**Short task:**
Answer these questions using the news passage about Peter Madsen's escape below:
1. What sentence did Madsen receive for the 2017 murder?
2. According to police, how did Madsen get out of the prison?
3. How many days after the murder was the journalist's body found?

**Document passage:**
Danish submarine builder Peter Madsen, who murdered the Swedish journalist Kim Wall, has been caught after trying to escape from jail.
Pictures from the scene showed armed police surrounding him near the prison west of Copenhagen.
Police said Madsen had got out after threatening a prison employee and was arrested nearby a few minutes later.
He was jailed for life for the 2017 murder of Kim Wall, who had boarded his homemade submarine for an interview.
Her mutilated body was discovered on a beach by a passer-by 11 days later.
News of Madsen's escape was confirmed when a video emerged showing the convicted killer propped up against a hedge with a belt around his waist, on a residential street close to the jail in Albertslund.
Madsen clearly had an object around his waist and armed police waited at a distance for bomb disposal specialists to arrive before he was taken into custody.
Who was Kim Wall?
Madsen's claim that the journalist's death on board his submarine in 2017 was an accident was rejected at his trial. He later admitted to a journalist that he was to blame.

**Excerpted records:**
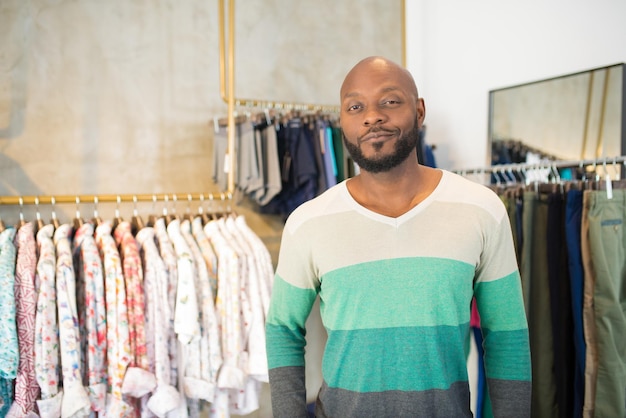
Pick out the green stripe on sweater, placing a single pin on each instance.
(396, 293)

...

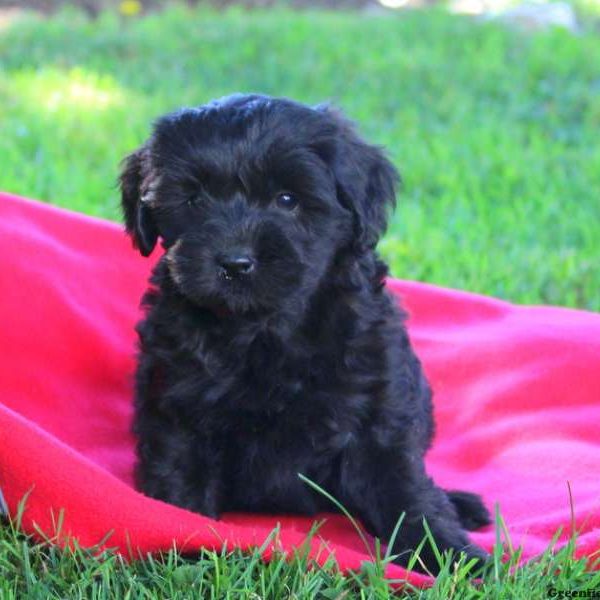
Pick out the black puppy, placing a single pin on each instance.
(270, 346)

**Response to this task:**
1. He was jailed for life.
2. He threatened a prison employee.
3. 11 days later.